*What the task asks:* Starting at the line that contains "Task: locate the purple" and stopping after the line that contains "[(83, 522)]", reproduce only those lines of the records, substituting "child's" for each occurrence of "boy's" and keeping everything else the same.

*Supplied entries:*
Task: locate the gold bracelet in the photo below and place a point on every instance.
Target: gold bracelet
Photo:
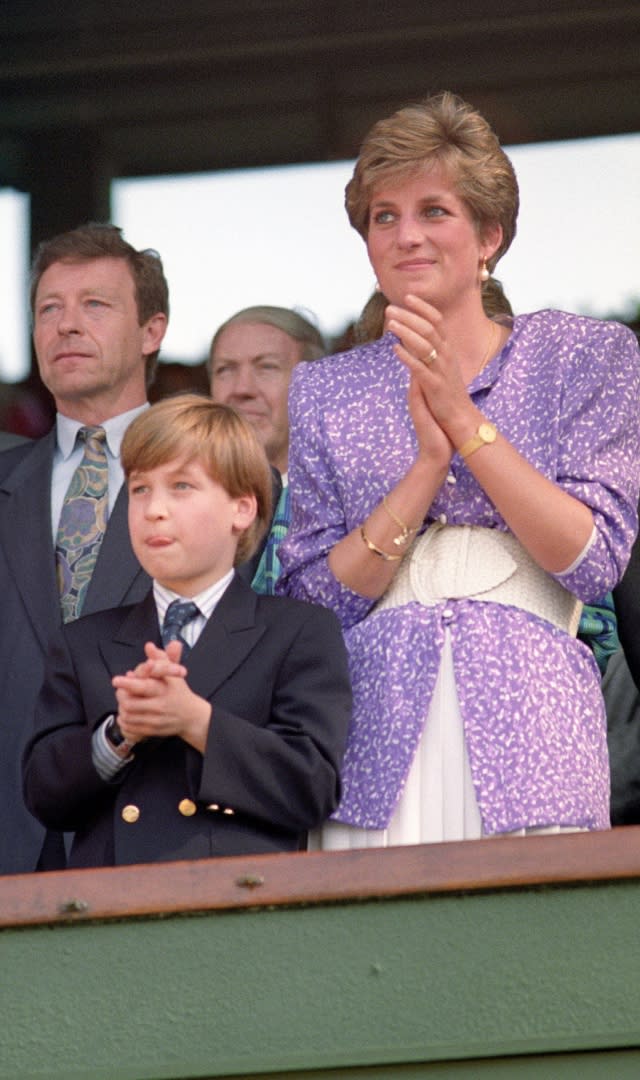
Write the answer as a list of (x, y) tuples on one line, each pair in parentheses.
[(407, 529), (378, 551)]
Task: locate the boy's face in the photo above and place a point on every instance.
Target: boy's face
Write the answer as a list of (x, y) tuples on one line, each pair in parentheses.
[(185, 526)]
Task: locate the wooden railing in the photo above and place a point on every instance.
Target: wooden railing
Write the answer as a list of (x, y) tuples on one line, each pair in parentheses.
[(459, 953)]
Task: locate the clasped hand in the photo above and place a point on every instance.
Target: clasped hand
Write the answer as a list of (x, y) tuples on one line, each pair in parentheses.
[(437, 393), (155, 700)]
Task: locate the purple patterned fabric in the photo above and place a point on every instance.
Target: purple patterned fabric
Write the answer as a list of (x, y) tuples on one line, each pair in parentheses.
[(564, 391)]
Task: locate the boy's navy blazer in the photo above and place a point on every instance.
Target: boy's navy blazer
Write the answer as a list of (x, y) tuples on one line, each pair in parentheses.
[(275, 672), (30, 618)]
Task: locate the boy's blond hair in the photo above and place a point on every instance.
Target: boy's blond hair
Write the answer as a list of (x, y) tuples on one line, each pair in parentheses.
[(195, 428)]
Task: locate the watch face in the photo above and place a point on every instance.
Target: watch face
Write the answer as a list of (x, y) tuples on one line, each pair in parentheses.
[(487, 432)]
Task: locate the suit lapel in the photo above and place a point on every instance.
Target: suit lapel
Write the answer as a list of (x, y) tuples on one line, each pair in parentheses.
[(229, 636), (117, 567), (124, 649), (26, 536)]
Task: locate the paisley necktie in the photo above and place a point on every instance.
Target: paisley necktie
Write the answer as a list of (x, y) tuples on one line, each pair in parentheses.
[(83, 522)]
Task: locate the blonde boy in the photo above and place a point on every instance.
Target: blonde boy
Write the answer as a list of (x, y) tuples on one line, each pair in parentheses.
[(205, 720)]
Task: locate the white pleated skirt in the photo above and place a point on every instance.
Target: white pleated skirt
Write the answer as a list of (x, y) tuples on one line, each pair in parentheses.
[(438, 801)]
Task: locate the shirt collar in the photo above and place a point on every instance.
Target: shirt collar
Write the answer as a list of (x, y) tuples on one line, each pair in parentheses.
[(114, 428), (205, 601)]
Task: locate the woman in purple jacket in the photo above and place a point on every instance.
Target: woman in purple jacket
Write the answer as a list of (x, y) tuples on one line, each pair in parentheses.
[(460, 488)]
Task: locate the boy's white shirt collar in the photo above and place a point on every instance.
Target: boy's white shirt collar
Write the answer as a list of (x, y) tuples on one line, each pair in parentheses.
[(206, 601)]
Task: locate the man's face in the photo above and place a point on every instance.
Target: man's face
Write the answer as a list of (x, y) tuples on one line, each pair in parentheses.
[(90, 346), (250, 369)]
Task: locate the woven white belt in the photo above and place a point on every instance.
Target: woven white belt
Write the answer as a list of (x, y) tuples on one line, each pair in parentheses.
[(455, 562)]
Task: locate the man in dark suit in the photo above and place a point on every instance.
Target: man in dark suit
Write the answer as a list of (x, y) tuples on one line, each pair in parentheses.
[(99, 311), (228, 740)]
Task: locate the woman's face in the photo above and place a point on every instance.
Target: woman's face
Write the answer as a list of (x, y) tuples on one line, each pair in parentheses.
[(422, 240)]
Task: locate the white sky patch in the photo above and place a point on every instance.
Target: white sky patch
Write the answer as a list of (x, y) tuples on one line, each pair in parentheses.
[(281, 235)]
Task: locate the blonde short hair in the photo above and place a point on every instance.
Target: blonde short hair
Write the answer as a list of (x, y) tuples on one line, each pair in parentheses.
[(441, 130), (195, 428), (290, 322)]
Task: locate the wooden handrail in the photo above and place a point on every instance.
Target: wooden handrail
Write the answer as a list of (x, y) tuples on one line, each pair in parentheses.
[(320, 877)]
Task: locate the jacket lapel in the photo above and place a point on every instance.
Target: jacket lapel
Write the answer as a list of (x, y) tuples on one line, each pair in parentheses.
[(26, 536), (231, 633), (124, 649), (117, 567)]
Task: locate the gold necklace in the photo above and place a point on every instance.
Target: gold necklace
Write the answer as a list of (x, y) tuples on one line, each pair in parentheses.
[(487, 355)]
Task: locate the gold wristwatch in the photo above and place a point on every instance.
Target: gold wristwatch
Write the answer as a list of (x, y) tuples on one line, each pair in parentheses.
[(484, 436)]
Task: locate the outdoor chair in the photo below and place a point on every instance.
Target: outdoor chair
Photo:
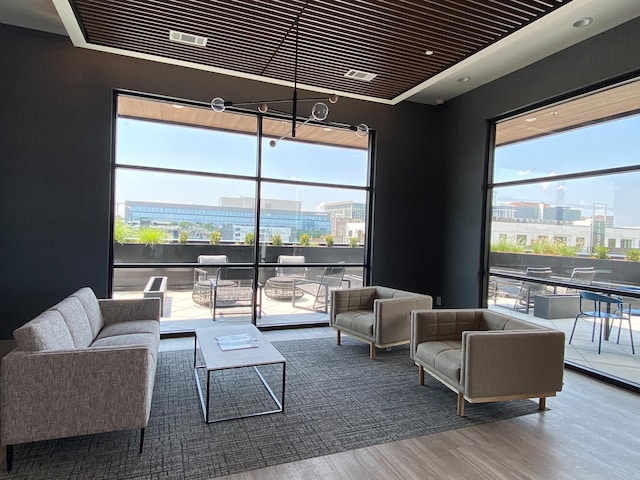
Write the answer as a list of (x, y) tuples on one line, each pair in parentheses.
[(603, 309), (289, 271), (202, 277), (233, 288), (280, 287), (319, 288), (528, 290)]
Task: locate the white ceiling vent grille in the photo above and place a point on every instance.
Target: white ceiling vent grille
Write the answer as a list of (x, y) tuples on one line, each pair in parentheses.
[(367, 77), (187, 38)]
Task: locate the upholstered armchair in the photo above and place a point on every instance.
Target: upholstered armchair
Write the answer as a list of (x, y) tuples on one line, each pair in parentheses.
[(379, 316)]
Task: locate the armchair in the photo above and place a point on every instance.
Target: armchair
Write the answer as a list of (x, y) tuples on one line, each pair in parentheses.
[(379, 316)]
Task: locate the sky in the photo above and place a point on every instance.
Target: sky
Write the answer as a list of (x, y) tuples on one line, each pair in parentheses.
[(155, 144), (606, 145)]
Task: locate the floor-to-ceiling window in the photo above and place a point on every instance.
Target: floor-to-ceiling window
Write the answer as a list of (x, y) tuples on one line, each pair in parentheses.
[(563, 207), (186, 179)]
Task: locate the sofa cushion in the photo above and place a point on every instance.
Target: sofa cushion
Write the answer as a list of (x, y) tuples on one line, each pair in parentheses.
[(358, 321), (92, 309), (47, 332), (132, 340), (77, 321), (515, 324), (126, 328), (443, 356)]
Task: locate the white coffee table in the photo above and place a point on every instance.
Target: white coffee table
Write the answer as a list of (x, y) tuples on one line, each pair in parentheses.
[(216, 359)]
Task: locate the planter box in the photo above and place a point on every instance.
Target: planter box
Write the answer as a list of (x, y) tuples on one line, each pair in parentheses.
[(556, 306)]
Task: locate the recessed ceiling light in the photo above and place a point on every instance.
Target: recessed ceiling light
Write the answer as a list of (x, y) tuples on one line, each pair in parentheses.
[(583, 22), (367, 77), (187, 38)]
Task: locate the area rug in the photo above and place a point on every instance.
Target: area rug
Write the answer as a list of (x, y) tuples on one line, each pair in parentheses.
[(336, 399)]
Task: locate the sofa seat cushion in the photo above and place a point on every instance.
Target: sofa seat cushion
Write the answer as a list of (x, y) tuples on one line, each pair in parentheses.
[(132, 340), (47, 332), (75, 316), (445, 357), (130, 327), (356, 321)]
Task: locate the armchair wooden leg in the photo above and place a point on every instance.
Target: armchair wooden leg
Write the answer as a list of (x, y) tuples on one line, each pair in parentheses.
[(542, 403), (141, 439), (461, 404)]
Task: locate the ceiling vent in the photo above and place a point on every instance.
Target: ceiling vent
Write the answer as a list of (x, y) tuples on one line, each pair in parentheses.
[(187, 38), (367, 77)]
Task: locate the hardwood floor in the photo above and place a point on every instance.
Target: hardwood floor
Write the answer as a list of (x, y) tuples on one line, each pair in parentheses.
[(590, 431)]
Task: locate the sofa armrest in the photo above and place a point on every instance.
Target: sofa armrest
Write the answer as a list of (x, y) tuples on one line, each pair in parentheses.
[(360, 298), (392, 317), (123, 310), (82, 392), (501, 363)]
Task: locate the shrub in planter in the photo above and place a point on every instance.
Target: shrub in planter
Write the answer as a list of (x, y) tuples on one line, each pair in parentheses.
[(215, 238), (328, 240), (633, 255), (151, 236)]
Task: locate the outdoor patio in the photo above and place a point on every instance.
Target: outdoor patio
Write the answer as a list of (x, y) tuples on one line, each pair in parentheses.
[(615, 359), (182, 314)]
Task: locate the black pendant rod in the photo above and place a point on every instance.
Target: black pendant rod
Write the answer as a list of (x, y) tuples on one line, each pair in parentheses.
[(295, 84)]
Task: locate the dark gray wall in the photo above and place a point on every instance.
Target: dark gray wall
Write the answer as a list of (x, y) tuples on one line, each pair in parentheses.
[(463, 124), (56, 111)]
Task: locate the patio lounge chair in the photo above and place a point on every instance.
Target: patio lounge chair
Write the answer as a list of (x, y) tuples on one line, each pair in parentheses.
[(202, 277), (233, 288), (319, 288)]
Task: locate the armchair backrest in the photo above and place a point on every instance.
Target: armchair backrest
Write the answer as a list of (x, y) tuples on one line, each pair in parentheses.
[(290, 271)]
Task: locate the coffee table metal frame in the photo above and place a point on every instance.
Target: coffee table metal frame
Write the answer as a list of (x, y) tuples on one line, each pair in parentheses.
[(216, 359)]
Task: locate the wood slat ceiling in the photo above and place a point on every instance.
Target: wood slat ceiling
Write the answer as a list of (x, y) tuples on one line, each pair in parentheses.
[(155, 110), (594, 108), (257, 37)]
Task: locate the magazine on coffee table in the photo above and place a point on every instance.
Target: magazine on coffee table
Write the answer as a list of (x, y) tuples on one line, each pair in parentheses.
[(237, 342)]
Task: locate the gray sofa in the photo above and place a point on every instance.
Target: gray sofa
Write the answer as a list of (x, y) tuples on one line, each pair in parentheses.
[(84, 366), (379, 316), (485, 356)]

*Task answer:*
Task: locate the purple patterned fabric in the photo above and place a point on every instance.
Target: purple patterned fabric
Write the answer as a list of (x, y) tuples on one line, each pair in parentheses.
[(564, 391)]
Task: locate the child's navy blazer in the photo above and place a point on every instance.
Target: child's navy blazer
Write the answer as a list of (x, y) tuples on one line, each pair in parentheses.
[(275, 672), (30, 618)]
Task: locate the child's blond hair in the photo above and place a point on every instance.
Target: child's blond hair
Write the answer as a list of (x, y) tuples on one line, each pair in parentheses.
[(195, 428)]
Task: locate the watch face in the photo above and place a point on every instance.
Target: watch face
Write the answer as a list of (x, y) tuples on one line, each pair in parentheses.
[(487, 432)]
Task: locate the suit lapel in the photo above and place a point on every instance.
Target: suit lapel
Write the answer as a list of (x, y) tuples on one line, each pair in parentheses.
[(229, 636), (117, 567), (124, 649), (26, 536)]
Task: locate the paisley necktie in the photo above and place a point on every instance.
Target: paisley necktie
Write the answer as a list of (x, y) tuples on one line, each pair in parentheses.
[(83, 522)]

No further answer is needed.